#### GIVEN PROBLEM:
Update the listing below so that every "simplified polygon" reads "coarse polygon", changing nothing else, and omit the pictures from your copy.

Region annotation listing
Start
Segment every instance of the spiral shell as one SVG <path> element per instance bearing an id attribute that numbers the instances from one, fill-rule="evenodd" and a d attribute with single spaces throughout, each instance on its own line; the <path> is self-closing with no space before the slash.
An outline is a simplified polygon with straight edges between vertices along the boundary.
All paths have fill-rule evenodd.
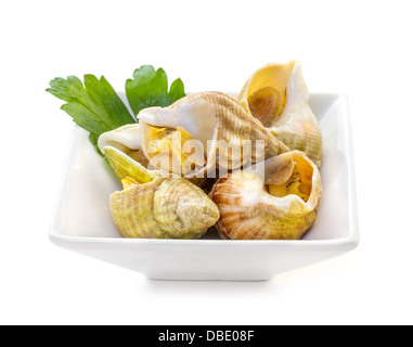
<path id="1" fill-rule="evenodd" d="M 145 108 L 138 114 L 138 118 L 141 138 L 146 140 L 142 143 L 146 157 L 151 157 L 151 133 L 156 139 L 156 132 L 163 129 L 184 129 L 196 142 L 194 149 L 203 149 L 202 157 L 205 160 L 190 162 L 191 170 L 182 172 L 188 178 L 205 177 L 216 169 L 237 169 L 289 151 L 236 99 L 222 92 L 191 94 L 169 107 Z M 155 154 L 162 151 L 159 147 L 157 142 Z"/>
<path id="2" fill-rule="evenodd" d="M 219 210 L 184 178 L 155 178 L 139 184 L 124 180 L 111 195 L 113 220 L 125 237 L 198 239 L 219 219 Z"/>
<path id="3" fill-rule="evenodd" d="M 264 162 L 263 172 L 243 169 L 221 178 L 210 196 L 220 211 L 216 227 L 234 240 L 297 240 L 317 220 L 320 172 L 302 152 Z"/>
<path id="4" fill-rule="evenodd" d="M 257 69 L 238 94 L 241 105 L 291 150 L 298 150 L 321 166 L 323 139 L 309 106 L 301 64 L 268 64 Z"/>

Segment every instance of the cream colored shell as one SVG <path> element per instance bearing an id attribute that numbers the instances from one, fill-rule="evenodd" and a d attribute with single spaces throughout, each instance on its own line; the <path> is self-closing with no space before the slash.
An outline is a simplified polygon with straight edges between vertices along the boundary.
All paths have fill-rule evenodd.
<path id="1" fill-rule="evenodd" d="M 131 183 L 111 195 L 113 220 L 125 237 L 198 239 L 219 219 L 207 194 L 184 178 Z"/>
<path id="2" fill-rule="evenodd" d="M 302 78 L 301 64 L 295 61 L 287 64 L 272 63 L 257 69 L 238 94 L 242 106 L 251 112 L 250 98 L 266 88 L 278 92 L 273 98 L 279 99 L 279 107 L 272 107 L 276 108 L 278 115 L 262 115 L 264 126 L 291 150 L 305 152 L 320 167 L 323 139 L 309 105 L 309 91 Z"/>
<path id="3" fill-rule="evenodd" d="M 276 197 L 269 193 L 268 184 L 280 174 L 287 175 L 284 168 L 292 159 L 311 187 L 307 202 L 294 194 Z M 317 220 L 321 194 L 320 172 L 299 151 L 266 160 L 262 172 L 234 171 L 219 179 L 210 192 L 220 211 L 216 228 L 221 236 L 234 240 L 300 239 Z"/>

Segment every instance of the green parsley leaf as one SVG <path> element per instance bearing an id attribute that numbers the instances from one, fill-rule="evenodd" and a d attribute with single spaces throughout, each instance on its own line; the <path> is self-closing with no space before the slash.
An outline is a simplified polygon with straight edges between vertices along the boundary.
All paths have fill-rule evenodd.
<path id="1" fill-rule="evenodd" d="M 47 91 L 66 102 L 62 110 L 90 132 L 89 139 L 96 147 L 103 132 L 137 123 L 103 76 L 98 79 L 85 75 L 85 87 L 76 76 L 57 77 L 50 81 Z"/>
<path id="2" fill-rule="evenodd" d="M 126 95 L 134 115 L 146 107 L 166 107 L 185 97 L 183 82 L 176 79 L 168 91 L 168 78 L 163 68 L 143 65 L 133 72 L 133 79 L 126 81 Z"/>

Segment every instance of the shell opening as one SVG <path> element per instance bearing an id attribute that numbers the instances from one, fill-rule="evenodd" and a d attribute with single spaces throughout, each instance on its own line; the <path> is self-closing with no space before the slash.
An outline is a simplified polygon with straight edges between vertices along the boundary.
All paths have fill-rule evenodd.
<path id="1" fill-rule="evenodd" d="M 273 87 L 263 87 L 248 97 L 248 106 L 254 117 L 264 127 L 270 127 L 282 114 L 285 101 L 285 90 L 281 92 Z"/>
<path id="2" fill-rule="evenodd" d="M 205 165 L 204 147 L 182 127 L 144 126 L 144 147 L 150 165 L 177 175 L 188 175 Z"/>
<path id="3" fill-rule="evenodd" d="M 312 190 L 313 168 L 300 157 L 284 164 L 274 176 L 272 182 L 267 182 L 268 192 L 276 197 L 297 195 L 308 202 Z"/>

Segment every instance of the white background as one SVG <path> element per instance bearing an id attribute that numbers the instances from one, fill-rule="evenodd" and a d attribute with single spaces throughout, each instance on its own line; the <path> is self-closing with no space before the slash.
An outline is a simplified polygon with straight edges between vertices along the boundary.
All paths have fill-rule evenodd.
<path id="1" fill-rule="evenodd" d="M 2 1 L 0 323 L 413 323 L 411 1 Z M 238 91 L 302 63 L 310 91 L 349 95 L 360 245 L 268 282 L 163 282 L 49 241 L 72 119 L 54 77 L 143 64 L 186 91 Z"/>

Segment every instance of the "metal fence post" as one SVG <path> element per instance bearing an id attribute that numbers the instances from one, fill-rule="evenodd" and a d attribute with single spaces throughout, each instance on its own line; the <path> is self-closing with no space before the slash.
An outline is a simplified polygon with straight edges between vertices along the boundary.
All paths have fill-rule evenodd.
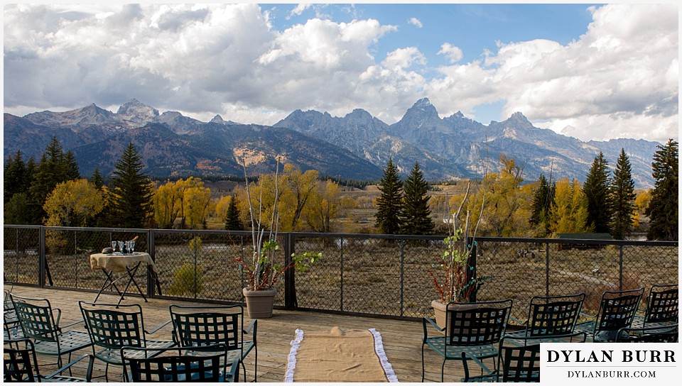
End
#### SOLUTION TO THIS EXERCISE:
Segment every instance of the spiral shell as one SVG <path> element per instance bearing an id attribute that numbers the instances from one, fill-rule="evenodd" and a d attribute with single spaces throughout, each instance on its own line; the <path> is self-closing with no space before the slash.
An outline is a coarse polygon with straight edges between vertices along the boundary.
All paths have fill-rule evenodd.
<path id="1" fill-rule="evenodd" d="M 145 108 L 138 114 L 138 118 L 141 138 L 146 140 L 142 143 L 146 157 L 151 157 L 151 133 L 156 139 L 156 132 L 163 129 L 184 129 L 196 142 L 194 149 L 203 149 L 202 157 L 205 160 L 190 162 L 191 170 L 182 172 L 188 178 L 205 177 L 216 169 L 237 169 L 289 151 L 236 99 L 222 92 L 191 94 L 169 107 Z M 155 154 L 162 151 L 159 147 L 157 142 Z"/>
<path id="2" fill-rule="evenodd" d="M 219 210 L 184 178 L 155 178 L 139 184 L 124 180 L 111 195 L 113 220 L 125 237 L 198 239 L 219 219 Z"/>
<path id="3" fill-rule="evenodd" d="M 264 162 L 263 172 L 243 169 L 221 178 L 210 196 L 220 211 L 216 227 L 234 240 L 297 240 L 317 220 L 320 172 L 302 152 Z"/>
<path id="4" fill-rule="evenodd" d="M 257 69 L 238 94 L 241 105 L 291 150 L 298 150 L 321 166 L 323 139 L 309 106 L 301 64 L 268 64 Z"/>

Segment every instance of the cream colored shell as one SVG <path> element per instance bearing an id attribute that numbers the instances from one, fill-rule="evenodd" and a d attribute with single spaces throughout, each instance on its own line; the <path> is self-closing with no space before the slash.
An outline is a coarse polygon with straight edges between vertices along the boundary.
All paths have fill-rule evenodd.
<path id="1" fill-rule="evenodd" d="M 131 183 L 111 195 L 113 220 L 125 237 L 198 239 L 219 219 L 207 194 L 184 178 Z"/>
<path id="2" fill-rule="evenodd" d="M 302 78 L 301 64 L 295 61 L 287 64 L 272 63 L 257 69 L 238 94 L 242 106 L 251 112 L 250 98 L 266 88 L 278 92 L 273 98 L 279 99 L 279 107 L 272 107 L 276 108 L 278 115 L 262 115 L 264 126 L 291 150 L 305 152 L 320 167 L 323 139 L 309 105 L 309 91 Z"/>
<path id="3" fill-rule="evenodd" d="M 276 197 L 269 193 L 268 184 L 280 174 L 287 175 L 284 168 L 292 159 L 311 187 L 307 202 L 294 194 Z M 317 220 L 321 194 L 320 172 L 299 151 L 266 160 L 262 172 L 234 171 L 219 179 L 210 192 L 220 211 L 216 228 L 221 236 L 234 240 L 300 239 Z"/>

Segment every instance of the green parsley leaf as one SVG <path> element per instance bearing an id attribute that numbers the instances from one, fill-rule="evenodd" and a d attribute with single spaces throughout, each instance on its own line; the <path> is self-closing with no space before the slash.
An outline is a coarse polygon with straight edges between vertices along the boundary.
All paths have fill-rule evenodd.
<path id="1" fill-rule="evenodd" d="M 47 91 L 66 102 L 62 110 L 90 132 L 89 139 L 96 147 L 103 132 L 137 123 L 103 76 L 98 79 L 85 75 L 85 87 L 76 76 L 57 77 L 50 81 Z"/>
<path id="2" fill-rule="evenodd" d="M 126 95 L 134 115 L 146 107 L 166 107 L 185 97 L 183 82 L 176 79 L 168 91 L 168 78 L 163 68 L 143 65 L 133 72 L 133 79 L 126 81 Z"/>

Segment every instance of the shell opening as one SVG <path> element per instance bearing an id attribute that numbers the instances from one, fill-rule="evenodd" and a d attribute with single spaces throughout, each instance on its own line; the <path> is self-closing with no space before the slash.
An outline is a coarse polygon with straight edges between vertices along the boundary.
All paths have fill-rule evenodd.
<path id="1" fill-rule="evenodd" d="M 273 87 L 263 87 L 248 97 L 248 106 L 254 117 L 264 127 L 270 127 L 282 114 L 285 101 L 285 90 L 281 92 Z"/>
<path id="2" fill-rule="evenodd" d="M 205 165 L 204 147 L 182 127 L 144 126 L 144 147 L 150 165 L 177 175 L 188 175 Z"/>
<path id="3" fill-rule="evenodd" d="M 312 190 L 313 168 L 300 157 L 284 164 L 274 176 L 272 182 L 267 182 L 268 192 L 276 197 L 297 195 L 308 202 Z"/>

Segment every instance of the white background as one SVG <path> element per instance bearing an id attribute that numbers the instances from one, fill-rule="evenodd" and a d attribute with single spaces throughout, each instance on its own line; the <path> is self-closing with no space before the slash.
An outline is a coarse polygon with straight edges between vertices along the boundary.
All paths have fill-rule evenodd.
<path id="1" fill-rule="evenodd" d="M 2 1 L 0 323 L 413 323 L 411 1 Z M 238 91 L 302 63 L 310 91 L 349 95 L 360 245 L 268 282 L 163 282 L 49 241 L 72 119 L 54 77 L 143 64 L 186 91 Z"/>

Segment every instance of the "metal fence post" as one SVG <path> element per instance bearing an id attribute that numbers the instances from one, fill-rule="evenodd" and a d attribute with single spaces throughout, each instance on its own line; the <path> is self-closing with no space before the slash.
An outline is a coarse polygon with straight edges between vertices along the boundary.
All paths have fill-rule evenodd.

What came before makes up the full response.